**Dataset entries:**
>>>

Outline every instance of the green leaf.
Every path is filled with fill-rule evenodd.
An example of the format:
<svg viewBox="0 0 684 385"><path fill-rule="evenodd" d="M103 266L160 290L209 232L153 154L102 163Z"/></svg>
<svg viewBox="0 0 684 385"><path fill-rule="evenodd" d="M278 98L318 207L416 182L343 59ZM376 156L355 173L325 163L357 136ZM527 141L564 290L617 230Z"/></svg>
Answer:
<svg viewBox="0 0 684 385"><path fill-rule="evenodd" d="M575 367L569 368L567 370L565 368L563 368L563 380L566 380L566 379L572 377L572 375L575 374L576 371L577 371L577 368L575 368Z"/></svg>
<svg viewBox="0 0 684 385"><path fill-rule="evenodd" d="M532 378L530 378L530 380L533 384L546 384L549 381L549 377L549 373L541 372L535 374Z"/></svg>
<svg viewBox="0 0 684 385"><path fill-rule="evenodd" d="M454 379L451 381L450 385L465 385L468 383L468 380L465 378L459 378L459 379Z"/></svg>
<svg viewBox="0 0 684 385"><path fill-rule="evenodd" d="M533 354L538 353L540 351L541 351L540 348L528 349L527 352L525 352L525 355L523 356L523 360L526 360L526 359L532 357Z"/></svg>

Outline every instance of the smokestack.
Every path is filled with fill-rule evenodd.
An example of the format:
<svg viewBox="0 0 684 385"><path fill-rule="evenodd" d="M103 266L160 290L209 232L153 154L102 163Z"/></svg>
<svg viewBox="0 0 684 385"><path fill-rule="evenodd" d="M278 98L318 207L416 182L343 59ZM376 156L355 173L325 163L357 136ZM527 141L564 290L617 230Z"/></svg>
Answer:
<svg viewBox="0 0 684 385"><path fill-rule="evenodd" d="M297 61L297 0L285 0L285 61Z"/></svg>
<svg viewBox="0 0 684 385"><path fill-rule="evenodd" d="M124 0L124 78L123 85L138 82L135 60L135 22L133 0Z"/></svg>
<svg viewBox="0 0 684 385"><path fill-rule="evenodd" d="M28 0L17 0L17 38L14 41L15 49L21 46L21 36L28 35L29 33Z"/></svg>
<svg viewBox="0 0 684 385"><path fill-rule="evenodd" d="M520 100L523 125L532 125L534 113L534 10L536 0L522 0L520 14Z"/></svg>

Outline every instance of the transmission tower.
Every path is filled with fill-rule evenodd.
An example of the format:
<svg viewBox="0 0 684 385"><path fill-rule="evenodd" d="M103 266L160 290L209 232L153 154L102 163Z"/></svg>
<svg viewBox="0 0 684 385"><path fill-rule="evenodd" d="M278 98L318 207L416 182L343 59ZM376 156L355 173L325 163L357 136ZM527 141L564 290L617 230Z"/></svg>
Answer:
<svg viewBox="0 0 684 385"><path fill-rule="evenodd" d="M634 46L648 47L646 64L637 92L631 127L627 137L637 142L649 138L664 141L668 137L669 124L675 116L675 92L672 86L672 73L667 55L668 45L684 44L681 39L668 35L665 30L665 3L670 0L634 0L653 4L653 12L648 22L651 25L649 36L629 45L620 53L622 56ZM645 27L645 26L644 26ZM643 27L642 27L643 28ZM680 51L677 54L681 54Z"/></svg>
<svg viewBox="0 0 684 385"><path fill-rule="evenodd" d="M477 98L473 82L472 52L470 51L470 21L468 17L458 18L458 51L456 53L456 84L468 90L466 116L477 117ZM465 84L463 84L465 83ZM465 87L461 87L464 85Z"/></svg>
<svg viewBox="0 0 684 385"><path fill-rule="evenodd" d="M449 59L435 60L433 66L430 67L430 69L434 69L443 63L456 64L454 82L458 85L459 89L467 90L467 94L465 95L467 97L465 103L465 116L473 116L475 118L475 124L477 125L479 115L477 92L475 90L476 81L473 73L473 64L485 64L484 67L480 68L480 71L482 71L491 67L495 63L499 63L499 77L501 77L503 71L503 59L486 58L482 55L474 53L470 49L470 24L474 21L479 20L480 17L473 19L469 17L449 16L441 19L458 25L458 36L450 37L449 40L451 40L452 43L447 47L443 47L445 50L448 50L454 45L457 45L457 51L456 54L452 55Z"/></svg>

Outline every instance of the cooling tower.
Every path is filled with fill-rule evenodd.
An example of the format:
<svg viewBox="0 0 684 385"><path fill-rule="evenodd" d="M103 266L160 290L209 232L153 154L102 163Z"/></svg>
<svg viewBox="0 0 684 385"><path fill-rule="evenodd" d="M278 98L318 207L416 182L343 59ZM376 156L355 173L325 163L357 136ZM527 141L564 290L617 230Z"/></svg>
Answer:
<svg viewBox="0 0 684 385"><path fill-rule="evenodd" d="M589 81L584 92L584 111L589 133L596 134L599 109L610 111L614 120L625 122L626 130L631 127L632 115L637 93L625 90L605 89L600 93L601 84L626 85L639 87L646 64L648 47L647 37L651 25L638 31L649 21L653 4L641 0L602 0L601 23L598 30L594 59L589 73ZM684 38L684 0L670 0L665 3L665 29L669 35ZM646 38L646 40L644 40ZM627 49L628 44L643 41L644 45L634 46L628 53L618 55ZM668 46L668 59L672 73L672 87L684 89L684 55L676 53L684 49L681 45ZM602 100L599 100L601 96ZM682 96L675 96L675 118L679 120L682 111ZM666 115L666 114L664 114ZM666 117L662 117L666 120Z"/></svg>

<<<

Set every record down again, exactly as given.

Outline every instance of the green leaf.
Every path is filled with fill-rule evenodd.
An example of the format:
<svg viewBox="0 0 684 385"><path fill-rule="evenodd" d="M103 266L160 290L209 232L153 154L102 163Z"/></svg>
<svg viewBox="0 0 684 385"><path fill-rule="evenodd" d="M278 98L318 207L416 182L343 59ZM376 156L355 173L325 163L357 136ZM527 141L564 290L617 230Z"/></svg>
Answer:
<svg viewBox="0 0 684 385"><path fill-rule="evenodd" d="M575 367L569 368L567 370L565 368L563 368L563 380L566 380L566 379L572 377L572 375L575 374L576 371L577 371L577 368L575 368Z"/></svg>
<svg viewBox="0 0 684 385"><path fill-rule="evenodd" d="M532 378L530 378L530 380L533 384L546 384L549 381L549 377L549 373L541 372L535 374Z"/></svg>
<svg viewBox="0 0 684 385"><path fill-rule="evenodd" d="M454 379L451 381L450 385L465 385L468 383L468 380L465 378L459 378L459 379Z"/></svg>
<svg viewBox="0 0 684 385"><path fill-rule="evenodd" d="M533 354L538 353L540 351L541 351L540 348L528 349L527 352L525 352L525 355L523 356L523 360L526 360L526 359L532 357Z"/></svg>

Outline every instance of the smokestack.
Every path is filled with fill-rule evenodd.
An example of the format:
<svg viewBox="0 0 684 385"><path fill-rule="evenodd" d="M103 266L160 290L209 232L153 154L102 163Z"/></svg>
<svg viewBox="0 0 684 385"><path fill-rule="evenodd" d="M278 98L318 207L416 182L343 59ZM376 156L355 173L325 163L357 136ZM527 141L564 290L617 230Z"/></svg>
Answer:
<svg viewBox="0 0 684 385"><path fill-rule="evenodd" d="M297 61L297 0L285 0L285 61Z"/></svg>
<svg viewBox="0 0 684 385"><path fill-rule="evenodd" d="M124 0L124 78L123 85L138 82L135 60L135 22L133 0Z"/></svg>
<svg viewBox="0 0 684 385"><path fill-rule="evenodd" d="M28 0L17 0L17 38L14 41L15 49L21 46L21 36L28 35L29 33Z"/></svg>
<svg viewBox="0 0 684 385"><path fill-rule="evenodd" d="M520 100L523 125L532 125L534 113L534 10L536 0L522 0L520 14Z"/></svg>

Outline every instance of the transmission tower.
Every path is filled with fill-rule evenodd.
An example of the format:
<svg viewBox="0 0 684 385"><path fill-rule="evenodd" d="M103 266L160 290L209 232L153 154L102 163Z"/></svg>
<svg viewBox="0 0 684 385"><path fill-rule="evenodd" d="M278 98L318 207L416 182L343 59ZM376 156L355 173L325 163L357 136ZM527 141L564 290L617 230Z"/></svg>
Answer:
<svg viewBox="0 0 684 385"><path fill-rule="evenodd" d="M634 46L648 47L646 64L637 92L631 127L627 137L637 142L649 138L664 141L668 137L669 124L675 116L675 92L672 86L672 73L667 55L668 45L684 44L681 39L668 35L665 30L665 3L670 0L634 0L653 4L653 12L648 22L651 25L649 36L629 45L620 53L622 56ZM645 27L645 26L644 26ZM643 27L642 27L643 28ZM680 51L677 54L681 54Z"/></svg>
<svg viewBox="0 0 684 385"><path fill-rule="evenodd" d="M477 98L473 82L472 52L470 51L470 21L468 17L458 18L458 51L456 53L456 84L468 90L466 116L477 117ZM465 84L463 84L465 83ZM465 87L461 87L464 85Z"/></svg>
<svg viewBox="0 0 684 385"><path fill-rule="evenodd" d="M449 59L435 60L433 66L430 67L430 69L434 69L443 63L456 64L454 82L458 85L459 89L467 90L467 94L465 95L467 97L465 103L465 116L473 116L475 118L475 124L477 125L479 115L477 92L475 90L476 81L473 73L473 64L485 64L484 67L480 68L480 71L482 71L491 67L495 63L499 63L499 77L501 77L503 71L503 59L486 58L482 55L474 53L470 49L470 24L474 21L479 20L480 17L473 19L469 17L449 16L441 19L458 25L458 36L450 37L449 40L451 40L452 43L447 47L443 47L445 50L448 50L454 45L457 45L457 51L456 54L452 55Z"/></svg>

Outline every instance of the cooling tower.
Every path is filled with fill-rule evenodd.
An example of the format:
<svg viewBox="0 0 684 385"><path fill-rule="evenodd" d="M103 266L160 290L209 232L153 154L102 163Z"/></svg>
<svg viewBox="0 0 684 385"><path fill-rule="evenodd" d="M278 98L318 207L416 182L343 59ZM376 156L355 173L325 163L357 136ZM527 141L564 290L617 230Z"/></svg>
Answer:
<svg viewBox="0 0 684 385"><path fill-rule="evenodd" d="M589 81L584 92L584 111L589 133L596 134L599 109L610 111L614 120L625 122L626 130L631 127L632 115L637 93L625 90L605 89L600 93L601 84L626 85L639 87L646 64L648 47L647 37L651 25L638 31L649 21L653 4L641 0L602 0L601 23L598 30L594 59L589 73ZM684 38L684 0L670 0L665 3L665 29L669 35ZM646 38L646 40L644 40ZM627 49L628 44L643 41L644 45L634 46L628 53L618 55ZM668 46L668 59L672 73L672 87L684 89L684 55L676 53L684 49L681 45ZM602 100L599 100L601 96ZM682 96L675 96L675 118L679 120L682 111ZM666 115L666 114L664 114ZM666 117L662 117L666 120Z"/></svg>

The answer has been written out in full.